## [SUPPLIED TEXT]
Figure 4 shows the pressure dynamic curve during the soaking process of case one (conventional CO2 huff and puff). The whole soaking process lasted for 20 h, and the pressure drop process had different laws in different stages. The pressure dynamics curve was divided into three stages by the pressure drop amplitude, the shape of pressure curve and the role of CO2. By observing the pressure drop amplitude, it could be seen that the initial pressure drop amplitude was larger, the pressure drop rate slowed down in the later period and the pressure tended to be stable. By observing the shape of the pressure dynamics curve and the role of CO2, it could be seen that the division of 322 min was based on the pressure drop shape. Before this time, the pressure dropped in a stepped manner. After this time, the pressure dropped regularly and decreased linearly at a constant speed. The characteristics of the three stages were as follows. In the initial stage of soaking (0–322 min), after CO2 was injected to 16 MPa, the pressure first increased slightly, and subsequent pressure showed a stepped drop. In this condition, the pressure difference between the near-well zone and the far-well zone was large, the injected CO2 mainly relied on the power of the pressure difference to move forward, and at the same time, due to the heterogeneity of the formation, the pressure showed a step-like irregular decrease. The pressure drop in this section depended on the displacement pressure difference to cause the fluid flow, so it was the pressure difference driving stage. In the middle period of soaking (322–720 min), the pressure showed a relatively regular linear decrease. At this time, the CO2 had basically formed a seepage channel under the action of the pressure difference, so the diffusion and advancement of the fluid was relatively uniform, and the pressure difference in the model gradually decreased in this stage. Under this circumstance, the pressure propagation mainly relied on the diffusivity of CO2. In the later stage of soaking (720–1200 min), the pressure did not drop significantly, showing a gradual and stable trend. At this stage, the pressure in the model was gradually balanced, and the fluid flow was basically stopped. This stage mainly depended on the dissolution of CO2 in the oil phase, so it was the dissolution-driven stage.

## [RECORD EXTRACTS]
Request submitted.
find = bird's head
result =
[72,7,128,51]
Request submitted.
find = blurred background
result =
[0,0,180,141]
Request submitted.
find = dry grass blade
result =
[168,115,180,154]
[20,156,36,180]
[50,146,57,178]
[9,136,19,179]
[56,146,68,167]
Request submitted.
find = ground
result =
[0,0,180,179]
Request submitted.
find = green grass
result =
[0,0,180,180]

--

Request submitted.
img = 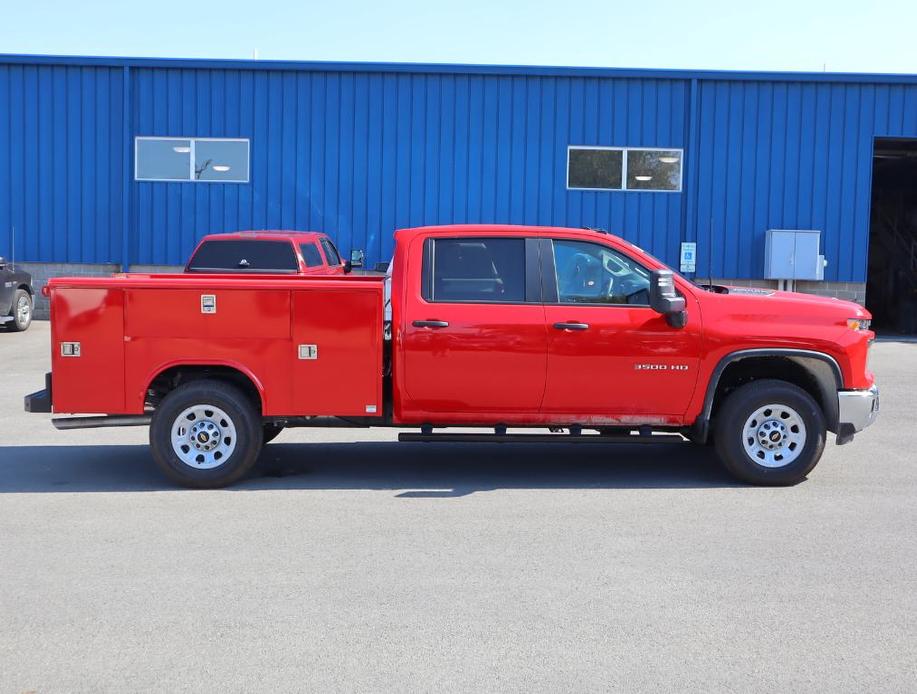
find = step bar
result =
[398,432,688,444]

## [PARTS OF THE EXERCISE]
(1) Using the passage on CO2 soaking pressure, answer each question:
(a) How long did the whole soaking process last?
(b) To what pressure was CO2 injected at the start of soaking?
(c) In the later stage of soaking, what did the pressure behavior mainly depend on?
(2) Based on the passage on CO2 soaking pressure, say yes or no to each statement below, quoting the words that decide it.
(a) Before 322 min, the pressure fell in steps.
(b) In the middle period, pressure spread mainly because of the pressure difference.
(c) In the later stage, the fluid kept flowing faster.
(3) Carry the passage on CO2 soaking pressure forward from its last sentence.

## [REPLIES]
(1)
(a) 20 h.
(b) 16 MPa.
(c) The dissolution of CO2 in the oil phase.

(2)
(a) Yes: "Before this time, the pressure dropped in a stepped manner."
(b) No: "the pressure propagation mainly relied on the diffusivity of CO2."
(c) No: "the fluid flow was basically stopped."

(3)
Figure 5 shows the pressure dynamic curve during the soaking process of case two (CO2 huff and puff assisted by pumping production and water injection disturbance). The phase before 98 min was the pumping production period, the pumping production was a process of forced oil extraction through pumping energy and increasing production intensity. In the experiment, a large production pressure difference (14 MPa) was set for the transfer pump, and the valve was opened by controlling the pump. The pressure drop in the initial stage of the pumping process decreased greatly, and then slowed down slightly, and the pressure drop increased further at the end of the pumping process. The phase of 98–530 min was the water injection disturbance period, ten disturbance rounds were set, the upper limit of the disturbance amplitude was 16 MPa and the lower limit was controlled to the pressure when CO2 just overflowed the wellhead boundary, which ensured the maximum disturbance amplitude. The lower limit pressure after each disturbance round was recorded, and the average lower limit pressure of water injection disturbance was 10.743 MPa. Due to the tightness of the reservoir, the pressure rose rapidly during the water injection period, which provided a strong boost to the CO2 injected in the early stage, so that it could continuously interact with the crude oil and accelerate the pressure propagation. After 530 min, it was a conventional soaking process. Compared with case one, the initial soaking pressure was relatively stable, and the final pressure was stable at 14.92 MPa due to the subsequent decrease in CO2 dissolution and diffusion pressure.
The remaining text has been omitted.